(Task objective):
Continue the news story about Snow, the Vaynol calf born through embryo transfer, from where it stops.

(Source document):
Calf born through embryo transfer gives hope to rare semi-wild cattle breed

Emily Beament, PA Environment Correspondent
·3-min read

The successful birth of a female “Vaynol” calf through embryo transfer has boosted efforts to save one of the UK’s rarest native cattle breeds, conservationists said.

The calf, called Snow for her white colouring and the conditions at the time of her birth near Edinburgh on January 6, was born through the first successful embryo transfer for a semi-wild cattle breed.

Vaynol cattle are descended from ancient herds of white cattle, which were brought over to Britain when it was still connected to Europe by land and were in the country before Stonehenge was built.

Vaynol cattle in a field
Vaynol cattle are one of the UK’s rarest breeds and are descended from ancient white cattle (RBST/PA)

The Vaynol breed was established at Vaynol Park near Bangor in 1872, and is one of just two native semi-feral or feral breeds in the UK, living in fenced areas but able to exhibit natural herd behaviour.

They are one of five cattle breeds whose situation is listed as “critical” on the Rare Breeds Survival Trust (RBST) watchlist, with just 23 breeding females in 2019 across five herds, which are kept apart to protect against disease outbreaks.

Conserving rare native breeds is as much a part of protecting the UK’s biodiversity as saving wild animals, the RBST’s chief executive Christopher Price said.

Vaynol embryos using in vitro embryo production techniques were implanted in recipient Angus cows in a project by the RBST and animal breeding specialists AB Europe.

The method, which is most commonly used commercially with beef and dairy cattle, has saved the genetic line of Snow’s mother who had struggled to reproduce.

When a breed’s population is so low, the birth of new females is vitally important to guard against inbreeding and allow new herds to be created.

The birth of a second calf from the same project is expected this summer.

Mr Price said: “Snow’s birth really is momentous for the Vaynol breed, which is among our very rarest native cattle.”

He said white cattle and the breeds descended from them were important for their cultural value, as well as for sustaining the biodiversity of farmed animals, which the UK is obliged under international treaties to protect.

(Record set):
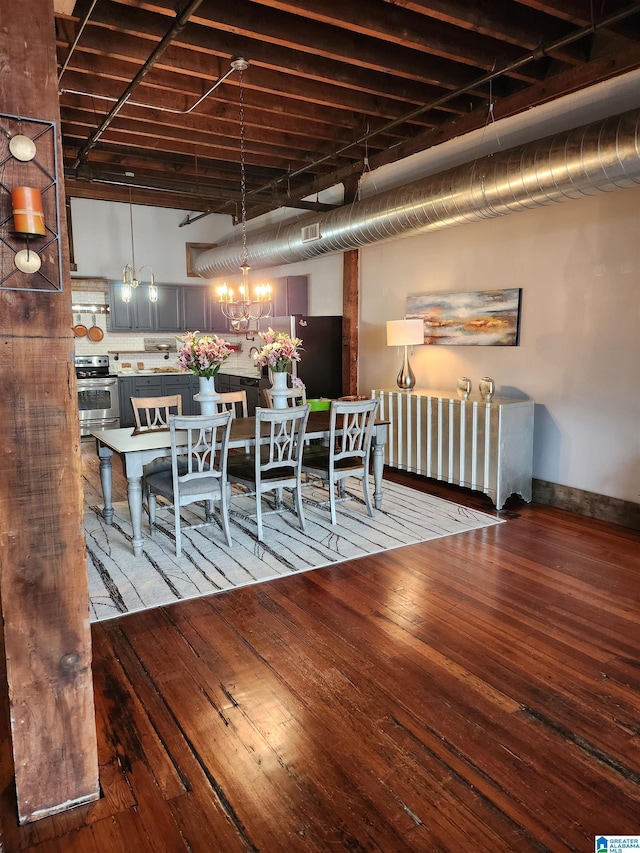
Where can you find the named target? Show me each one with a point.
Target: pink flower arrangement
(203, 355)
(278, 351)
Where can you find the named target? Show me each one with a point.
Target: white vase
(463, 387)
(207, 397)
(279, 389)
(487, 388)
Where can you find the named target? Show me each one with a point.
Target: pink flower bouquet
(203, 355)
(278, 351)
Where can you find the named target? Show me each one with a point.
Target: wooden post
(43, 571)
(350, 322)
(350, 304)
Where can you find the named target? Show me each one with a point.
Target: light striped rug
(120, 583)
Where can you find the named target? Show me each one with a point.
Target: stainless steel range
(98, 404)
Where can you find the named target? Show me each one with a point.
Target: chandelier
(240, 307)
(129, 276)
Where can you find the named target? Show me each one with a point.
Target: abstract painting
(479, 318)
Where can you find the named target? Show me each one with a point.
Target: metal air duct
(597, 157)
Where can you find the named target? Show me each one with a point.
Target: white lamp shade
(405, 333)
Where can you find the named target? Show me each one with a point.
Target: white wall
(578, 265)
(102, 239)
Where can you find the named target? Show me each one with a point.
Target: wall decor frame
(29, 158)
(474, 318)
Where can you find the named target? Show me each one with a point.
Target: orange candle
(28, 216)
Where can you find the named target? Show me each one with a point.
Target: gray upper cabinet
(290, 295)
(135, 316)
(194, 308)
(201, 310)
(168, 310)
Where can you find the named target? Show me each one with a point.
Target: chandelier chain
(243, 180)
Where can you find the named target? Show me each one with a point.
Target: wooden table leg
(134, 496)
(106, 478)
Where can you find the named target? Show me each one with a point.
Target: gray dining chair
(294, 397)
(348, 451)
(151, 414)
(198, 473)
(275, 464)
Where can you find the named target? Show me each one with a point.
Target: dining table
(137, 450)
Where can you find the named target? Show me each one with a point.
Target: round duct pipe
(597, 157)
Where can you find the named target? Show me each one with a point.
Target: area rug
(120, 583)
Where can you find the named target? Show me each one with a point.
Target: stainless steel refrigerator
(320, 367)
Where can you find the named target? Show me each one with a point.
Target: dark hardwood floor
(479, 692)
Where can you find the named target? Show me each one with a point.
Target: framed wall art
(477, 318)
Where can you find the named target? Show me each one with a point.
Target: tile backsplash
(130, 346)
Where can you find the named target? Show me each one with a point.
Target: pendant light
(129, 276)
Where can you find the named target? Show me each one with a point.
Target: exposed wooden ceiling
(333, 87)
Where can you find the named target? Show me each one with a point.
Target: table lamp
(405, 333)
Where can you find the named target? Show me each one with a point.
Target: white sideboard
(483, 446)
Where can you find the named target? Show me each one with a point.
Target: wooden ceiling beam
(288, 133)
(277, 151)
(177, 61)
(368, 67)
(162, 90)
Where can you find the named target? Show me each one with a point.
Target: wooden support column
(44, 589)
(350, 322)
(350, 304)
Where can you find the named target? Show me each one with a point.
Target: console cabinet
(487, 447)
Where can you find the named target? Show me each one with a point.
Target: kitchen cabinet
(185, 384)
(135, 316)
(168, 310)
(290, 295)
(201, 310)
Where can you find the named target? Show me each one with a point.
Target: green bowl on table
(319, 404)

(Answer area):
The Vaynol declined in the face of small numbers, modest fertility and a shift towards faster-growing, bigger cattle, supported by expensive artificial feed and other inputs, as the UK joined the EU’s Common Agricultural Policy, he said.

But Mr Price suggested primitive native cattle breeds could make a comeback as subsidies are removed from farmers, who will not be able to afford expensive inputs.

And he said: “Consumers are getting more concerned about welfare and where their food comes from, the environmental footprint of their meat, and so many native breeds provide the answer to that.

“They were bred to thrive in an British landscape on grass, without lots of artificial feed.

“So we can see them coming back but they’ve got to survive to do that, which is why what has happened with this Vaynol breed is so important.”

Landowners who want to carry out rewilding projects can also use native cattle breeds to provide the grazing function needed for the landscape.

Snow the Vaynol calf lying on the straw
Snow was born through successful embryo transfer (Gavin Tait/AB Europe/PA)

AB Europe veterinary surgeon Gavin Tait said: “Persistence paid off with the birth of Snow following several previous implant efforts which failed to hold.

“Snow was born on a minus 6C January night, we gave her extra colostrum and kept checking her, but she did very well and continues to thrive.”

The calf will remain with her Angus cow surrogate mother for the time being and a decision will be made as to whether to reintroduce her to an existing Vaynol herd or to establish a new herd.